Rewrite every line of the data below, shifting each pin coordinate listed under a "Markers:" line by adding 103 to both its x and its y value. Leave all other lines and numbers as they are.

* [INPUT DATA]:
^^^^
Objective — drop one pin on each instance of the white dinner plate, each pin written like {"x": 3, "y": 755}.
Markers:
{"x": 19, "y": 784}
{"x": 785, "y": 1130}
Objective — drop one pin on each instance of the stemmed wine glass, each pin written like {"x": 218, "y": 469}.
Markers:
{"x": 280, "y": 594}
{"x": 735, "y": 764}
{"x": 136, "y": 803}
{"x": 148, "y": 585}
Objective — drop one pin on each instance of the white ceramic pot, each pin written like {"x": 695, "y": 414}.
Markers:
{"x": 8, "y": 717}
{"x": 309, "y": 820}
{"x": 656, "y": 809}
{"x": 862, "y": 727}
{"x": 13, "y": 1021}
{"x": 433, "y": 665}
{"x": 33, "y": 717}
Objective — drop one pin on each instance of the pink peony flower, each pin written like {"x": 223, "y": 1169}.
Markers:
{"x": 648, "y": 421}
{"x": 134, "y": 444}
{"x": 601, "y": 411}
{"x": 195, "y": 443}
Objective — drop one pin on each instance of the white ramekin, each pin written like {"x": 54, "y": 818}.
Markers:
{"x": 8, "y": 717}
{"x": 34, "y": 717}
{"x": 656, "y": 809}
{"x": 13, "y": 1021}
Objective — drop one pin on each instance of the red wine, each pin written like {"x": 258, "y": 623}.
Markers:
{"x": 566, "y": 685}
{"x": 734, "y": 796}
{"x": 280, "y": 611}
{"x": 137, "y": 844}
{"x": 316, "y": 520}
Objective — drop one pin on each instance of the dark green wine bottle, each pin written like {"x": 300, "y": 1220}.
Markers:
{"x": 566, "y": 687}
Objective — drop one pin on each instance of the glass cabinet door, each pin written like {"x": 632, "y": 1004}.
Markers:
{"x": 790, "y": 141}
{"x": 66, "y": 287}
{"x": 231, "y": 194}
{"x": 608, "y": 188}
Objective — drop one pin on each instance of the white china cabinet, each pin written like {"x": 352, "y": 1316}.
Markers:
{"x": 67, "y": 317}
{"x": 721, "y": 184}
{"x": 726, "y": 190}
^^^^
* [REPLY TO THE TASK]:
Objective — drop one pin on each instance of the white dinner plate, each pin written like {"x": 3, "y": 755}.
Markers:
{"x": 122, "y": 887}
{"x": 888, "y": 1233}
Objective — drop one pin on each instance of the stemmed wine glass, each pin written like {"x": 218, "y": 469}.
Markers:
{"x": 383, "y": 697}
{"x": 838, "y": 867}
{"x": 239, "y": 906}
{"x": 251, "y": 688}
Objective — drop one pin on each instance of the white ceramic pot, each pin written like {"x": 695, "y": 414}.
Markers:
{"x": 111, "y": 820}
{"x": 412, "y": 923}
{"x": 759, "y": 912}
{"x": 965, "y": 830}
{"x": 116, "y": 1124}
{"x": 536, "y": 768}
{"x": 136, "y": 820}
Objective — drop one pin on each instance of the pink peony flower, each pin written like {"x": 223, "y": 1169}.
Markers:
{"x": 751, "y": 524}
{"x": 237, "y": 547}
{"x": 704, "y": 514}
{"x": 298, "y": 546}
Objective — drop one pin on each instance of the white ramekin, each pin written like {"x": 54, "y": 818}.
Markers:
{"x": 111, "y": 820}
{"x": 137, "y": 820}
{"x": 759, "y": 912}
{"x": 116, "y": 1124}
Objective — drop one pin on each instance of the red wine, each pin written like {"x": 258, "y": 623}.
Markers:
{"x": 669, "y": 788}
{"x": 837, "y": 899}
{"x": 383, "y": 714}
{"x": 240, "y": 947}
{"x": 419, "y": 623}
Objective — drop one pin on each instance of the dark green wine bottle, each pin written like {"x": 300, "y": 1220}.
Markers:
{"x": 669, "y": 790}
Objective — drop one pin on each instance of the glass cabinet door, each pin written like {"x": 632, "y": 1004}.
Markers:
{"x": 893, "y": 244}
{"x": 169, "y": 390}
{"x": 334, "y": 297}
{"x": 711, "y": 291}
Objective — drop one pin on each instance of the white china cabinet, each pin written like {"x": 352, "y": 1316}.
Markers:
{"x": 170, "y": 420}
{"x": 824, "y": 287}
{"x": 829, "y": 293}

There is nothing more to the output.